= TASK STATEMENT =
Images don't belong in the copy. Output the rest of the data exactly.

= SUPPLIED ENTRIES =
_ _ _

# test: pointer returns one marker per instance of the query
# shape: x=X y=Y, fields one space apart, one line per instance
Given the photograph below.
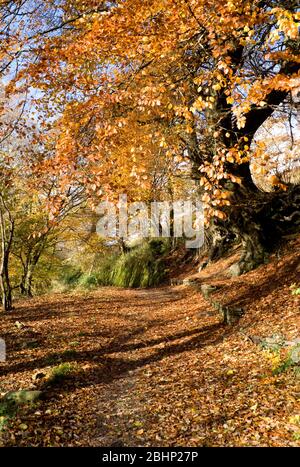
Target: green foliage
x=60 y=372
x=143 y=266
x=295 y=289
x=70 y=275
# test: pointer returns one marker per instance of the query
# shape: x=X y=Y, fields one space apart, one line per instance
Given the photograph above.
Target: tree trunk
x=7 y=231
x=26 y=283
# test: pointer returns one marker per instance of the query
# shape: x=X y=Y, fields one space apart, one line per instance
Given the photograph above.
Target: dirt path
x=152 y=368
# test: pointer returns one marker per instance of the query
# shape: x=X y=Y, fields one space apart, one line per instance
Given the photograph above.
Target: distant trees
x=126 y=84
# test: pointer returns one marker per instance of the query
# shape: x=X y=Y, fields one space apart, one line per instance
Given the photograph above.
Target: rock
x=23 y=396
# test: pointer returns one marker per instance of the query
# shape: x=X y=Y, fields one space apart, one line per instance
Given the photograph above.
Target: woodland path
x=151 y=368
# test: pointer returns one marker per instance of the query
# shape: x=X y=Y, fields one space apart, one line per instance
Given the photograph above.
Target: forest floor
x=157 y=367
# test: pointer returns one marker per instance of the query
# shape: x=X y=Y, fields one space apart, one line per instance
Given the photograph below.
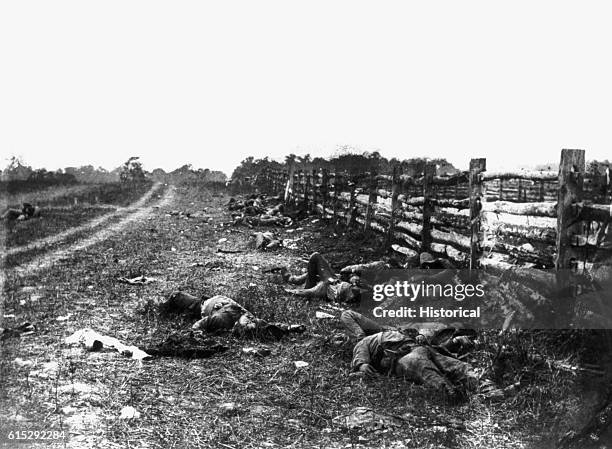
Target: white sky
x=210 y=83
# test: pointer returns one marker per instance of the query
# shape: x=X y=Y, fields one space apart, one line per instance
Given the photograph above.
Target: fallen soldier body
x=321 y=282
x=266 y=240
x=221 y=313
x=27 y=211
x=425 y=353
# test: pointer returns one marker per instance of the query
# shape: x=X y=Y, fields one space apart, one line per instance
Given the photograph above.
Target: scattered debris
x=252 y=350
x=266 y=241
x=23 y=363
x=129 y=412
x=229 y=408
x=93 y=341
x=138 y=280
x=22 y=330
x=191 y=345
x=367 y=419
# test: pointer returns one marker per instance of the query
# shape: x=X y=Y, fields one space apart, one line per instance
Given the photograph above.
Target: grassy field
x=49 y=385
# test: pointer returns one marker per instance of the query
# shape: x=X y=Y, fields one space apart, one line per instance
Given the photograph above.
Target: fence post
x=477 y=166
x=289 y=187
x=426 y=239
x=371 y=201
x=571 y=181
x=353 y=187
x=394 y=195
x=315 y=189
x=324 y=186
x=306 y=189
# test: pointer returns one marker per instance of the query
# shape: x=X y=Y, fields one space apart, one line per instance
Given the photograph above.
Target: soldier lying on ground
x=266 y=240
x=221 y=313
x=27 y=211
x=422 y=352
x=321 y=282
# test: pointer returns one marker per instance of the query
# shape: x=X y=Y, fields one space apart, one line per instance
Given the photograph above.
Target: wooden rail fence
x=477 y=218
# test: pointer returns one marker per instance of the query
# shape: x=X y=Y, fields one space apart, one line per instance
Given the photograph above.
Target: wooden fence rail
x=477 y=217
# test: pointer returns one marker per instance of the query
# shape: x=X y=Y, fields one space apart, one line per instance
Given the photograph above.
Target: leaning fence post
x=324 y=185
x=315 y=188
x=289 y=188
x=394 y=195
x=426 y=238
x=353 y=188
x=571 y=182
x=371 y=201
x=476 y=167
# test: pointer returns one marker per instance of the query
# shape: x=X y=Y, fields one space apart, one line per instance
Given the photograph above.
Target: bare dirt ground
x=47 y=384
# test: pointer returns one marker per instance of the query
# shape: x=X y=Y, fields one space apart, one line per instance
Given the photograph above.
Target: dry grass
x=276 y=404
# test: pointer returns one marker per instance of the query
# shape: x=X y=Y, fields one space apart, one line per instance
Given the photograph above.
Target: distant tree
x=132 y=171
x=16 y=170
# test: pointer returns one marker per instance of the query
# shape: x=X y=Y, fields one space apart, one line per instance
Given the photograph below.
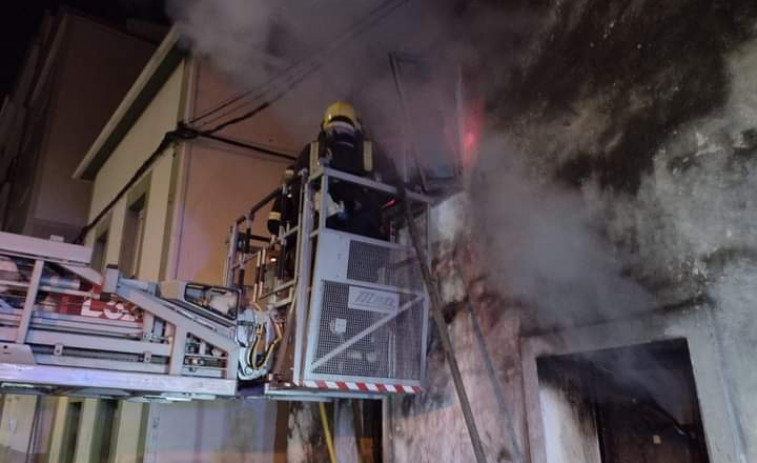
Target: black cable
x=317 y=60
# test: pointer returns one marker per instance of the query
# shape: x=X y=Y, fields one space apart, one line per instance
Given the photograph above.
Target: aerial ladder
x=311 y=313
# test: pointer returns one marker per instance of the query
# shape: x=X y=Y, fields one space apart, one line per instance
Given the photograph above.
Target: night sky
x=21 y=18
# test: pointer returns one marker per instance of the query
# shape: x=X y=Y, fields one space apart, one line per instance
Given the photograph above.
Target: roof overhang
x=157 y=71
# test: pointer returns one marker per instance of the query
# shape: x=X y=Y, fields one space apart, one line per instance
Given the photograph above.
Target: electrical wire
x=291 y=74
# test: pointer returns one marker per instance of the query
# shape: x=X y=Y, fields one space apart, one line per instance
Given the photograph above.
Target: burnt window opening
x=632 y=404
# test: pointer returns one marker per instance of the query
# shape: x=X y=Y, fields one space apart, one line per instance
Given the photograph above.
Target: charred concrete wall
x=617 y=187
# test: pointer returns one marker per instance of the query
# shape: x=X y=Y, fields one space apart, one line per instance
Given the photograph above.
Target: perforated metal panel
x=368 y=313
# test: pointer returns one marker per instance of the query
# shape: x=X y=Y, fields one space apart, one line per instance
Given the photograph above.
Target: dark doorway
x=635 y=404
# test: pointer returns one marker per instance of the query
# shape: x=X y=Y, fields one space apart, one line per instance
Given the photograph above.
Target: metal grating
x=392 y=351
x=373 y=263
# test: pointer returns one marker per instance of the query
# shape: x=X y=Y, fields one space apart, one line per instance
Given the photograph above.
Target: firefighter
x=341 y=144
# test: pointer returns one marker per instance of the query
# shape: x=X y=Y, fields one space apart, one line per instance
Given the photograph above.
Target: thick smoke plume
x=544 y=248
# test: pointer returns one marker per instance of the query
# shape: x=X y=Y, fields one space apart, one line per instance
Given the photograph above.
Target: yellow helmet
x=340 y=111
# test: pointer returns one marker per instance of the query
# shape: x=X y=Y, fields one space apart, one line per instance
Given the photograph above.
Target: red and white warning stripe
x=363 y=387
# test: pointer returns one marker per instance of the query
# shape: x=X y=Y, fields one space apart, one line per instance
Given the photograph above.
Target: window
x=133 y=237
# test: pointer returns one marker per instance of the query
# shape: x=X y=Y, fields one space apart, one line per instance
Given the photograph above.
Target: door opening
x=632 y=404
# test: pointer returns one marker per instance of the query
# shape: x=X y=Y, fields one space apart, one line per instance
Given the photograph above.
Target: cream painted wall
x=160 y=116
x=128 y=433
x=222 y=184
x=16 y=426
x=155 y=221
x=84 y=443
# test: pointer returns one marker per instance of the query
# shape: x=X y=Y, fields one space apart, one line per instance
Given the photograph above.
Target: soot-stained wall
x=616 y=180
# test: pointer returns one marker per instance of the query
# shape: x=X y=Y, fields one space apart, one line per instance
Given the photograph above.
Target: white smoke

_ _ _

= REPLY TO THE EXERCISE =
# test: pointer returns one marker per instance of the query
# shape: x=X y=Y, fields one space apart, one line per instance
Given the photograph below.
Target: green foliage
x=60 y=372
x=143 y=266
x=295 y=289
x=70 y=275
# test: pointer returns one marker per instance of the query
# shape: x=X y=Y, fields one space apart, one line per instance
Given the photograph above.
Target: tree trunk
x=7 y=231
x=26 y=283
# test: pointer returns one marker per instance of the query
# shape: x=X y=Y, fields one space apart, one line per instance
Given the photograph above.
Target: dirt path
x=152 y=368
# test: pointer returns one marker per instance of the query
# shape: x=X y=Y, fields one space apart, one line per instance
Given the photograph above.
Target: distant trees
x=126 y=84
# test: pointer returns one marker per instance of the query
# shape: x=X y=Y, fields one space apart, one line per instance
Given the photograph above.
Target: rock
x=23 y=396
# test: pointer returns one marker per instance of the query
# shape: x=X y=Y, fields one space apart, one line per instance
Given the photograph above.
Target: woodland path
x=151 y=368
# test: pointer returns one marker per instance of the query
# shape: x=X y=Y, fields one space apart, one line per instance
Given the photograph above.
Target: forest floor
x=157 y=367
# test: pointer returns one marker per instance of the query
# shape: x=X y=Y, fields one space apart, one line per instance
Given the photograph below.
Target: white sky
x=210 y=83
# test: pointer returns one marker per instance of the query
# shape: x=X y=Y, fields one space apart, one line per instance
Given the photograph above.
Target: fallen soldier body
x=321 y=282
x=266 y=240
x=221 y=313
x=27 y=211
x=425 y=353
# test: pointer returns one marker per instance of the query
# shape: x=X y=Y, fields one space apart, one line per instance
Given the photograph above.
Target: scattered debris
x=252 y=350
x=266 y=241
x=23 y=363
x=129 y=412
x=229 y=408
x=93 y=341
x=138 y=280
x=22 y=330
x=191 y=345
x=367 y=419
# test: pointer returns one marker per instance of the query
# shape: x=X y=Y, fields one space apart, one line per instance
Given the photograph above.
Target: grassy field
x=49 y=385
# test: pointer returns one marker per instance of the query
# shape: x=X y=Y, fields one space apart, one line per instance
Given the photograph above.
Target: fence post
x=477 y=166
x=289 y=187
x=426 y=239
x=371 y=201
x=571 y=181
x=353 y=187
x=394 y=195
x=315 y=189
x=324 y=186
x=306 y=189
# test: pointer returns one marker per instance of the query
# shape: x=X y=Y, fields one space apart, one line per instance
Given the photograph above.
Target: soldier lying on ground
x=266 y=240
x=221 y=313
x=27 y=211
x=422 y=352
x=321 y=282
# test: pointer returns one marker per instance of the query
# shape: x=X y=Y, fields one space apart, one line per instance
Given the photograph above.
Target: wooden rail fence
x=477 y=218
# test: pointer returns one marker per instance of the query
# shape: x=X y=Y, fields one space apart, one line per instance
Given the photograph above.
Target: wooden fence rail
x=477 y=217
# test: pointer returns one marker per instance of the query
# shape: x=X y=Y, fields one space apart, one line per instance
Given the photograph above.
Target: leaning fence post
x=324 y=185
x=315 y=188
x=289 y=188
x=394 y=195
x=426 y=238
x=353 y=188
x=571 y=182
x=371 y=201
x=476 y=167
# test: pointer returns one marker per instance of the query
# shape: x=X y=Y, fields one space apart, one line per instance
Given the photograph above.
Target: bare dirt ground
x=47 y=384
# test: pointer returns one marker per instance of the query
# shape: x=X y=Y, fields one space apart, one line per instance
Given the photograph above.
Target: dry grass
x=276 y=404
# test: pointer returns one marker per instance of the query
# shape: x=X y=Y, fields one space apart, one line per instance
Given the photograph above.
Target: distant tree
x=132 y=171
x=16 y=170
# test: pointer returns one marker per instance of the query
# shape: x=X y=Y, fields one space apart, one line per instance
Given the photograph below.
Target: black cable
x=317 y=60
# test: pointer returns one marker per instance of the query
# shape: x=X y=Y, fields one space apart, one line per instance
Given the photograph above.
Target: aerial ladder
x=311 y=313
# test: pointer returns one marker per instance of the query
# shape: x=X y=Y, fields one space apart, one line per instance
Given the photograph above.
Target: night sky
x=21 y=18
# test: pointer returns one marker per instance of the query
# shape: x=X y=Y, fields one space apart, one line per instance
Given the photograph above.
Target: roof overhang
x=157 y=71
# test: pointer returns one marker per instance of the query
# shape: x=X y=Y, fields one space apart, one line per instance
Given the photograph above.
Target: electrical wire
x=291 y=74
# test: pointer returns one marker per instance of the query
# shape: x=X y=Y, fields one space apart, one line per instance
Given the photograph above.
Target: burnt window opening
x=632 y=404
# test: pointer returns one marker per instance of the query
# shape: x=X y=Y, fields one space apart, one line per instance
Given the photograph above.
Target: charred concrete wall
x=617 y=187
# test: pointer returns one marker per instance of the query
# shape: x=X y=Y, fields one space apart, one line per instance
Given the photograph above.
Target: perforated metal panel
x=368 y=313
# test: pointer returns one marker per instance of the query
# shape: x=X y=Y, fields one space apart, one line per instance
Given the photograph above.
Target: dark doorway
x=635 y=404
# test: pointer returns one marker per instance of the query
# shape: x=X y=Y, fields one space apart, one line per instance
Given the photograph above.
Target: metal grating
x=392 y=351
x=373 y=263
# test: pointer returns one marker per instance of the query
# shape: x=X y=Y, fields one space apart, one line per instance
Given the photograph above.
Target: firefighter
x=341 y=144
# test: pointer returns one marker per instance of the query
# shape: x=X y=Y, fields one space apart, one line per instance
Given the photograph above.
Target: thick smoke plume
x=544 y=248
# test: pointer returns one marker per instance of the query
# shape: x=X y=Y, fields one space apart, one line per instance
Given the photograph above.
Target: yellow helmet
x=340 y=111
# test: pointer returns one marker per instance of the query
# shape: x=X y=Y, fields one space apart, one line per instance
Given the photograph above.
Target: red and white warning stripe
x=363 y=387
# test: pointer returns one marker per instance of the query
# shape: x=X y=Y, fields one space apart, one line per instance
Given the photograph above.
Target: window
x=133 y=237
# test: pointer returns one marker per instance of the query
# shape: x=X y=Y, fields one space apart, one line per instance
Given the photograph above.
Target: door opening
x=632 y=404
# test: pointer returns one marker per instance of the query
# shape: x=X y=Y, fields one space apart, one line per instance
Given the photograph above.
Target: cream painted wall
x=160 y=116
x=128 y=433
x=222 y=184
x=16 y=426
x=155 y=221
x=84 y=443
# test: pointer returns one marker per instance of the query
# shape: x=X y=Y, fields one space apart, one line per instance
Given the photograph above.
Target: soot-stained wall
x=616 y=180
# test: pointer returns one marker per instance of the query
# shape: x=X y=Y, fields one space apart, one line per instance
Given the photograph above.
Target: white smoke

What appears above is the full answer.